秋に押富さんのシンポジウム 物語は続く
この秋、名古屋で開かれる「NPO地域共生を支える医療・介護・市民全国ネットワーク」の全国の集い(9月17、18日・名古屋市中村区のウインクあいちで)で、私が企画者になり「押富俊恵さんが目指した地域共生」というシンポジウムを18日午前11時から開く。シンポジストの顔ぶれを紹介したい。
まず、上の記事にも登場した、押富さんと一緒に講演活動を続けた「当事者セラピスト」コンビの作業療法士・山田隆司さん。尾張旭市で放課後デイサービス、児童発達支援を手掛ける「にこまる」の施設長でもある。
医療側からは、愛知県の江南厚生病院の地域医療福祉連携室長・野田 智子さん。2019年に名古屋大学で行われた日本エンドオブライフケア学会の学術集会で、押富さんの特別講演の座長を務めた。その後、押富さんの日常を動画に収めて院内研修で活用することを企画していたが、願いを果たせなかった。
地域福祉の立場からは、ケアクリエーターとして名古屋を中心に活動してきた大河内章三さん。私が2020年に開いた押富さんの講演会に参加して「意思決定支援」の課題を痛切に感じ、この講演動画をバイブルとしているという。

● 提供データ
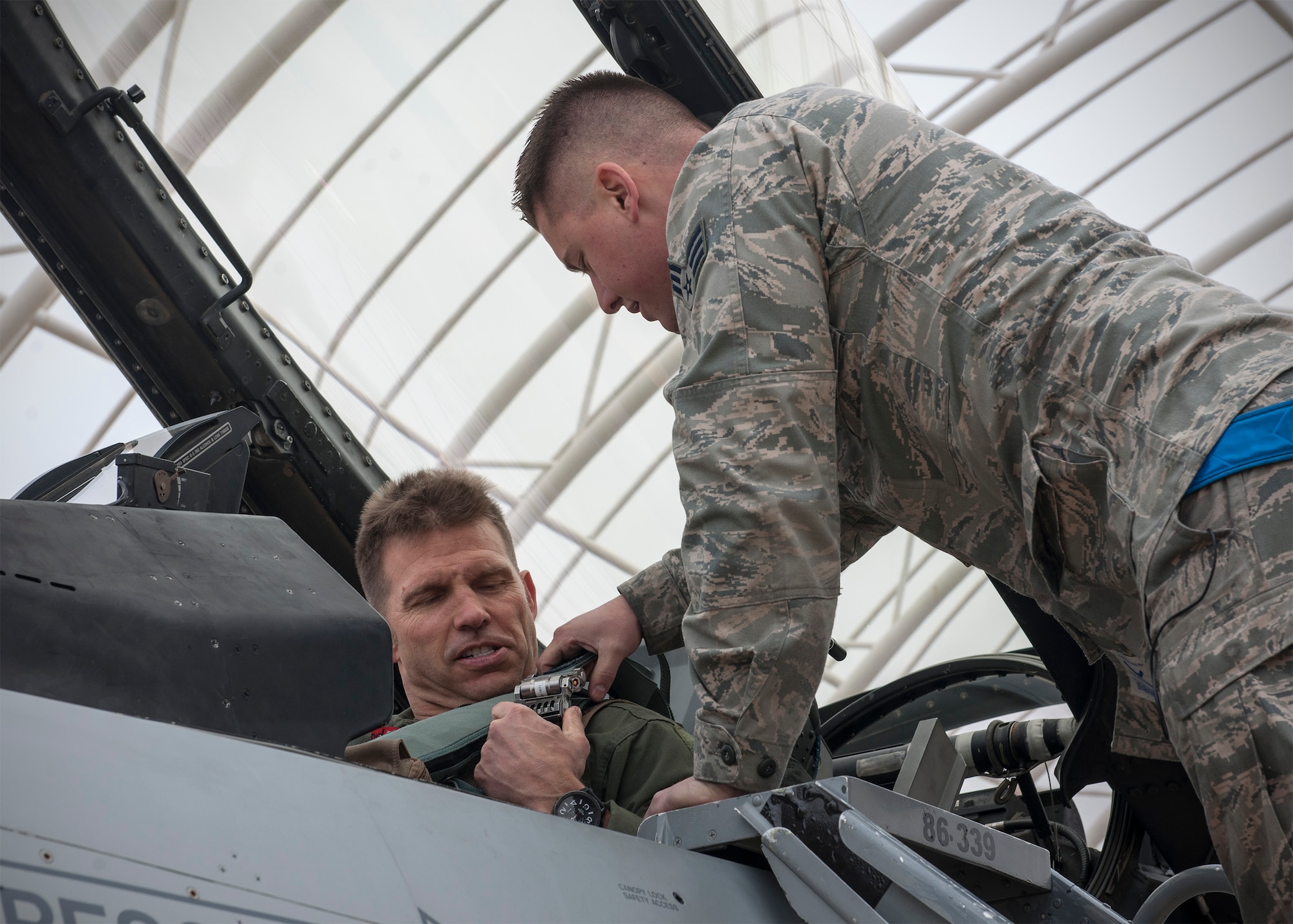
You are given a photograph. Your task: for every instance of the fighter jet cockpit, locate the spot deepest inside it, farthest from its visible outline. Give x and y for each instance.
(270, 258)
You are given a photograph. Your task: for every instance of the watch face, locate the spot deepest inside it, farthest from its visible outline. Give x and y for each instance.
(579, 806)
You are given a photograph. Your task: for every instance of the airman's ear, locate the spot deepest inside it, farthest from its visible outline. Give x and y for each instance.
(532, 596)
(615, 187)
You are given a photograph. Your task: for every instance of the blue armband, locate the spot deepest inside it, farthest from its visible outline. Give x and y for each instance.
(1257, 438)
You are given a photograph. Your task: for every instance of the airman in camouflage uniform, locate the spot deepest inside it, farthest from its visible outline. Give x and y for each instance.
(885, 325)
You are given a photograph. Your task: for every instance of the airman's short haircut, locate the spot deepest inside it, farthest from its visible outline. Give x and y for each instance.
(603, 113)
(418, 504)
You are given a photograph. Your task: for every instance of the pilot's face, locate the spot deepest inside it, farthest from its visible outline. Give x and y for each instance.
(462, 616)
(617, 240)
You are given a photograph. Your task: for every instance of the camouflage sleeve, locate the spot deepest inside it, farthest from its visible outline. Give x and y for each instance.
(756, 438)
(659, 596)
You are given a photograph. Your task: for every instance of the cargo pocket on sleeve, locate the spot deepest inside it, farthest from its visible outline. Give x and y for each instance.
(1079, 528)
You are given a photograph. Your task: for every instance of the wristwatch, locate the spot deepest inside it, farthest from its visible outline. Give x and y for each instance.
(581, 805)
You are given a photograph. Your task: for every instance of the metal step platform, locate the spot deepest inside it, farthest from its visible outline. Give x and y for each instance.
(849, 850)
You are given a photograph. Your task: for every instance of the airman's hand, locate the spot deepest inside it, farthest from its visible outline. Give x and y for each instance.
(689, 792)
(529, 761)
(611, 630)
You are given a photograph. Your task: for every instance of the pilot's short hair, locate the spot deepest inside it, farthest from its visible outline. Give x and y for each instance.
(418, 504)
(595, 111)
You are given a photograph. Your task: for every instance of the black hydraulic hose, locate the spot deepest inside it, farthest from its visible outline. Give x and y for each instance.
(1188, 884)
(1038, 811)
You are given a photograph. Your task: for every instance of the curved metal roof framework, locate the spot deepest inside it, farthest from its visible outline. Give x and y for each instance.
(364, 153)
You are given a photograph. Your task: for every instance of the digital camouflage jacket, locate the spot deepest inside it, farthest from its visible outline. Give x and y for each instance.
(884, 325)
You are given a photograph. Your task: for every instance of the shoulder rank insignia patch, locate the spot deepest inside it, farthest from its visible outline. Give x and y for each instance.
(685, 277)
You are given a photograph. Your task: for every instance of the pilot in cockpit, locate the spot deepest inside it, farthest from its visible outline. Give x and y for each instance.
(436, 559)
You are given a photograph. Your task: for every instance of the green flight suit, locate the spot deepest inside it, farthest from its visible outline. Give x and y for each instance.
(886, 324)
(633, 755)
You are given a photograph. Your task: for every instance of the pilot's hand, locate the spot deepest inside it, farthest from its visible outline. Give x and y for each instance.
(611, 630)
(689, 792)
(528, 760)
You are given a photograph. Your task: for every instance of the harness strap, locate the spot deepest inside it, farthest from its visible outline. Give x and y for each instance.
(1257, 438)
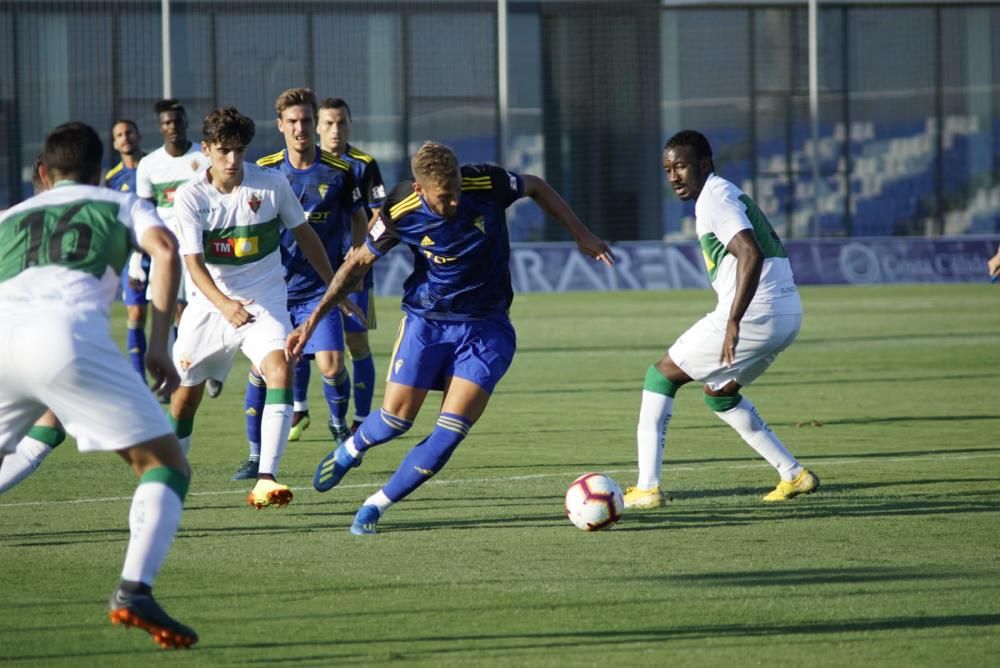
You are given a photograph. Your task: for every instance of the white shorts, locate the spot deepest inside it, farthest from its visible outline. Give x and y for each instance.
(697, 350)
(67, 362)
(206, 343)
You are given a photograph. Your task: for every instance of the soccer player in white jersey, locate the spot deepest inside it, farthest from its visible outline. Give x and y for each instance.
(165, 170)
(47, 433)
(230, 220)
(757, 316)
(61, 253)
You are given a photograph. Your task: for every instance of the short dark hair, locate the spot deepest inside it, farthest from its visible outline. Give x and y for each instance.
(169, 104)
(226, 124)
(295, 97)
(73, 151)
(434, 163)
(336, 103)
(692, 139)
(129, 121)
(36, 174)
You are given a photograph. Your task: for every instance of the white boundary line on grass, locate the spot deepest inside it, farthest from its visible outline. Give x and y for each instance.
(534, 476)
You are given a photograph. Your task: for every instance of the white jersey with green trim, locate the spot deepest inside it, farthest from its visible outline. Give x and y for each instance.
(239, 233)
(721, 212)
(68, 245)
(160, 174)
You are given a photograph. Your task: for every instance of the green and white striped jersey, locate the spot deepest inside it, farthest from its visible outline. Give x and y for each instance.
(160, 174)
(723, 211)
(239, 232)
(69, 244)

...

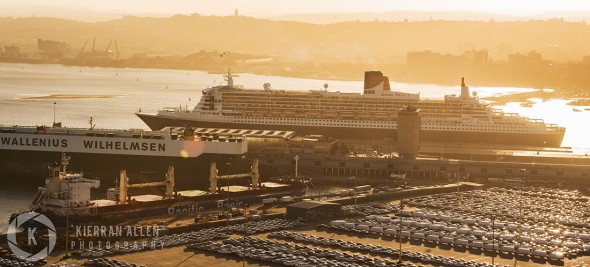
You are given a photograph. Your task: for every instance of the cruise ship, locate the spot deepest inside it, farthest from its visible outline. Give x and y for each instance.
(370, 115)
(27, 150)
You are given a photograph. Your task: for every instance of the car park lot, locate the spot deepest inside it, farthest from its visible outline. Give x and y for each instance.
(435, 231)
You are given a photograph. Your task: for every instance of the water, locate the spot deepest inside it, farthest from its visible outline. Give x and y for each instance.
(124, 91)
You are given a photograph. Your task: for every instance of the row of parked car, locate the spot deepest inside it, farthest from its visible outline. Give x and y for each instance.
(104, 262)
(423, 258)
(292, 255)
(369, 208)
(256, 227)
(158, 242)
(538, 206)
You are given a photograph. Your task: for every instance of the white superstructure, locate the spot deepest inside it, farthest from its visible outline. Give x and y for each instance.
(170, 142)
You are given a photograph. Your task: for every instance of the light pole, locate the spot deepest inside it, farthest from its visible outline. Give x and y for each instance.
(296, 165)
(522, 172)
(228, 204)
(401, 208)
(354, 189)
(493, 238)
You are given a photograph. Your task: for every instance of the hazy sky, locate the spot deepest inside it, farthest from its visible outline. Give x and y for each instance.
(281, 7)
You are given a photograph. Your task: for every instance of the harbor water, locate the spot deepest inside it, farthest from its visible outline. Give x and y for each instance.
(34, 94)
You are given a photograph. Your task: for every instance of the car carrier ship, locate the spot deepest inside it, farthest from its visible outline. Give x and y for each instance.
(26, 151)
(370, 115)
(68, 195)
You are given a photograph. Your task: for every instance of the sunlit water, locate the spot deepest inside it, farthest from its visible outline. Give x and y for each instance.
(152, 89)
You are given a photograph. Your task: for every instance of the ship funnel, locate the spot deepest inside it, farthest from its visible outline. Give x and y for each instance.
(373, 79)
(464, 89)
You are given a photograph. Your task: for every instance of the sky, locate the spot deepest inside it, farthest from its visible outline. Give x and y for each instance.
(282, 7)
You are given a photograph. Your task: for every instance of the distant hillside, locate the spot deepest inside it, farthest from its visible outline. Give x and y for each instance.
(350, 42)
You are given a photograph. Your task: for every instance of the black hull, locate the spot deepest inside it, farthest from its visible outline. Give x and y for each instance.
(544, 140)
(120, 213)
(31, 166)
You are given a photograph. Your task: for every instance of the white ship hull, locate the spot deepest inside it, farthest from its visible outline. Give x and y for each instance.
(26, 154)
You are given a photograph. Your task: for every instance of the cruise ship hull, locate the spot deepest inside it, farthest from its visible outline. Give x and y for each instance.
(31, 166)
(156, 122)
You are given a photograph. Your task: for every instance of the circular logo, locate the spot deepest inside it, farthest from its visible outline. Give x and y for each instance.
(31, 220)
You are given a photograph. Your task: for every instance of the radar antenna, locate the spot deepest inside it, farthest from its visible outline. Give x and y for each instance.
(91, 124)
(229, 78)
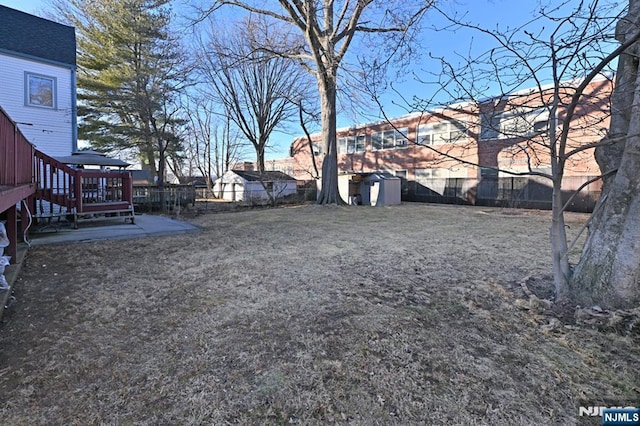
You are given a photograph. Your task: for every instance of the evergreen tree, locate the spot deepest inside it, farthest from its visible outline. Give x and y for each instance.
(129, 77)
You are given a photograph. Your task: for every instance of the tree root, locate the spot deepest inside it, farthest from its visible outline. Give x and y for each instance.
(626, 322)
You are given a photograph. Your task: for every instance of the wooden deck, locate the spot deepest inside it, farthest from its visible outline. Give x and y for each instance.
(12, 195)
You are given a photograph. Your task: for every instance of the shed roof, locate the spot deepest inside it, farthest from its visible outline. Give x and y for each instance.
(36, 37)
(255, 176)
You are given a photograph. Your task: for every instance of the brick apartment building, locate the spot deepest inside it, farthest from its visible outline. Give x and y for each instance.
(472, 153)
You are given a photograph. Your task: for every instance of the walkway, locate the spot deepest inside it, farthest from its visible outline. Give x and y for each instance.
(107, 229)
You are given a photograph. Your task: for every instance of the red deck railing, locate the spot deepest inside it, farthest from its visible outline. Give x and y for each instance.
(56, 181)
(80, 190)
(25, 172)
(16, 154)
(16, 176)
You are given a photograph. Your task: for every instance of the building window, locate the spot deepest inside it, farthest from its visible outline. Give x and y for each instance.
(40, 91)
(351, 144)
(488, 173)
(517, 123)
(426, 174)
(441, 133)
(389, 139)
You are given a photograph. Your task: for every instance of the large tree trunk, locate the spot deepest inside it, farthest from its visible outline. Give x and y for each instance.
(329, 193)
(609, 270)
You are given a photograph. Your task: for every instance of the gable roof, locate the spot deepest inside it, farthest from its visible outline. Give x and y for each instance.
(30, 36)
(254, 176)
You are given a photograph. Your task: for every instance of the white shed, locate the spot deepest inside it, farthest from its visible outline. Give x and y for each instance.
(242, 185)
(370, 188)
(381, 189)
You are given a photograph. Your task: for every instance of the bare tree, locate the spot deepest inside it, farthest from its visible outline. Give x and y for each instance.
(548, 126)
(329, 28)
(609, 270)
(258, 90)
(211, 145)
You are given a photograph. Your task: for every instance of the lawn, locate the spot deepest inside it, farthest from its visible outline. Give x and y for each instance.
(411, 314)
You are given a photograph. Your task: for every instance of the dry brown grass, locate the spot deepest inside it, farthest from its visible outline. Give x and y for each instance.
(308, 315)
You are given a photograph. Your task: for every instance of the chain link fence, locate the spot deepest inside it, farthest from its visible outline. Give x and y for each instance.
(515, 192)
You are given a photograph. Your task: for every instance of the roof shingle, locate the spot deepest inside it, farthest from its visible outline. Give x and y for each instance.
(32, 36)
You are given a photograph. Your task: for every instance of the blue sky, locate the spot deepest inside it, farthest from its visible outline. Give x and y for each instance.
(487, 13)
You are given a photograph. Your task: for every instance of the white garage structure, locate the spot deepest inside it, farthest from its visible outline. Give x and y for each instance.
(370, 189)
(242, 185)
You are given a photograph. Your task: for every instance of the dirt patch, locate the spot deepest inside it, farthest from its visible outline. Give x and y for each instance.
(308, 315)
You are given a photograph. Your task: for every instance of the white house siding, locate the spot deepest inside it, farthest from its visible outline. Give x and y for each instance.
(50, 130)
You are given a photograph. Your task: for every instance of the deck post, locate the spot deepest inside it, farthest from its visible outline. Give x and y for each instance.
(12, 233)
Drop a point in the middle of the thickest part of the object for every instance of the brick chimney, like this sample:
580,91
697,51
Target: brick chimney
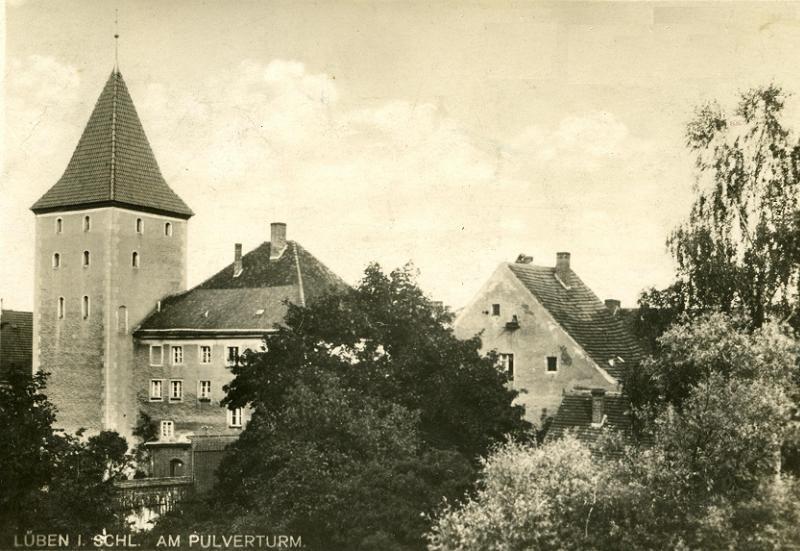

● 作業指示
押富俊恵さんのシンポジウムを紹介する記事を、最後の文のあとから書き継いでもらえますか。 データは、押富さんのシンポジウムの記事とは別の出典から取ったものです。

● 課題の結果
そして、次世代の当事者代表として佐野夢果さん。山田さんとは長年の心友で、一緒に登壇することが念願だったという。若い感性の輝きに触れてほしい。
押富さんの活動は、障害者福祉の枠にとどまらない普遍性を持って、私たちの生き方、社会の在り方を問いかけている。一人一人の心の中にいる押富さんが、どんな物語を展開させていくか、とても楽しみだ。
シンポまでに、この連載「人工呼吸のセラピスト」を土台にした本も、中日新聞社から出版されることが決まった。活動の轍(わだち)をたどりつつ、回顧ではなく、未来への物語として描くことを心掛けた。物語は続いていく。これまでのご愛読に、心から感謝したい。